How to complete this task - Write out exactly the lines from the one containing "if you could find the crescent" through the last line of the records below, and no others.

── Material shown ──

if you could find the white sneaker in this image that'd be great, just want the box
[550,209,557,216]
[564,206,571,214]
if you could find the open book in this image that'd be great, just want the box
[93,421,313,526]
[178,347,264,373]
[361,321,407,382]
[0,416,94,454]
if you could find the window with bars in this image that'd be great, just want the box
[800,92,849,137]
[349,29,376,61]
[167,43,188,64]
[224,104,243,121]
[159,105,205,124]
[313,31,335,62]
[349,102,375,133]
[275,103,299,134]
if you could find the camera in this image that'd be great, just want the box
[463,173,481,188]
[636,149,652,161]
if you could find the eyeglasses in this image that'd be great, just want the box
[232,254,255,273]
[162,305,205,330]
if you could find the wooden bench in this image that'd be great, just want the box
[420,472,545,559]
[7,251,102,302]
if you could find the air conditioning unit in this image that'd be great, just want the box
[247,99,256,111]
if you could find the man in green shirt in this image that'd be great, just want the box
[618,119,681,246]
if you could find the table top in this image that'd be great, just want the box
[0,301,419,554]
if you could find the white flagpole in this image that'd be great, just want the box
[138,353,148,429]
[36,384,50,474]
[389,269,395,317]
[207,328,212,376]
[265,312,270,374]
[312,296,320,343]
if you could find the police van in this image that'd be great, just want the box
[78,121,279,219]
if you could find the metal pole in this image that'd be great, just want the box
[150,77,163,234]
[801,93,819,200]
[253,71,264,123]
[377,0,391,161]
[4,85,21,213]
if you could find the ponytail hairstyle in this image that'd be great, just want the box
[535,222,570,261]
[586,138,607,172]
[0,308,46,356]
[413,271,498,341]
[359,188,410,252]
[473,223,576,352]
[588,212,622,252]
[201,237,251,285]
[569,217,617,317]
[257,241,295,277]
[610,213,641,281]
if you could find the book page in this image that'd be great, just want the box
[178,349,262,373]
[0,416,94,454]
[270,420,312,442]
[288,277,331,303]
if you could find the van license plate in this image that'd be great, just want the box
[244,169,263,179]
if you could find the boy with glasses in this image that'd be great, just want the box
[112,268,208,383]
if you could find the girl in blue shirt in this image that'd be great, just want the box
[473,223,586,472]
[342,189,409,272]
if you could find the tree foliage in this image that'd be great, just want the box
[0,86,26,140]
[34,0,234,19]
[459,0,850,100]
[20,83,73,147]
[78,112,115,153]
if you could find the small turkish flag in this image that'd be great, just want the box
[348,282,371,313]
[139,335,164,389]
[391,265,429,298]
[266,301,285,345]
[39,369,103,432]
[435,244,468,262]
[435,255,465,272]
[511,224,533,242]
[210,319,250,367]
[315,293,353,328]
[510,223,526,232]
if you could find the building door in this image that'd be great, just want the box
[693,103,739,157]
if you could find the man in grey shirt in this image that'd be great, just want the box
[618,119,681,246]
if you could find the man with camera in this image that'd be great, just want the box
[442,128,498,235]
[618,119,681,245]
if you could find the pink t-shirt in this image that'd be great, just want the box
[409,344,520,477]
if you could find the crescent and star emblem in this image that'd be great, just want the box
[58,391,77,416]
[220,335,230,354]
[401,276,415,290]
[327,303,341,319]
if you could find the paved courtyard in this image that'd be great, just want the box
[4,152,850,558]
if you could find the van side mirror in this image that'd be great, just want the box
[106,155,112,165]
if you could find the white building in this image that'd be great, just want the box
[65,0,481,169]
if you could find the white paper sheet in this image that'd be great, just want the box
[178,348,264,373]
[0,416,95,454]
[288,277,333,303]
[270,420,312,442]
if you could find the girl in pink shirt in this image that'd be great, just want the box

───

Exercise solution -
if you could find the crescent and star emblem in this image that'd be great, just want the box
[58,391,77,416]
[220,335,230,354]
[401,276,415,290]
[327,303,341,319]
if you could find the paved courtyard in this image that'd be great, just want the box
[4,152,850,558]
if you could find the van side mirror in this image that'd be great, just want the box
[106,155,112,165]
if you could find the white building in this image that'd be great, just want the box
[65,0,481,169]
if you could find the white paper sheet in this image that'd be great, just want the box
[178,348,264,373]
[0,416,95,454]
[288,277,333,303]
[270,420,312,442]
if you could find the girl in pink shirt in this image that'd be great, just want the box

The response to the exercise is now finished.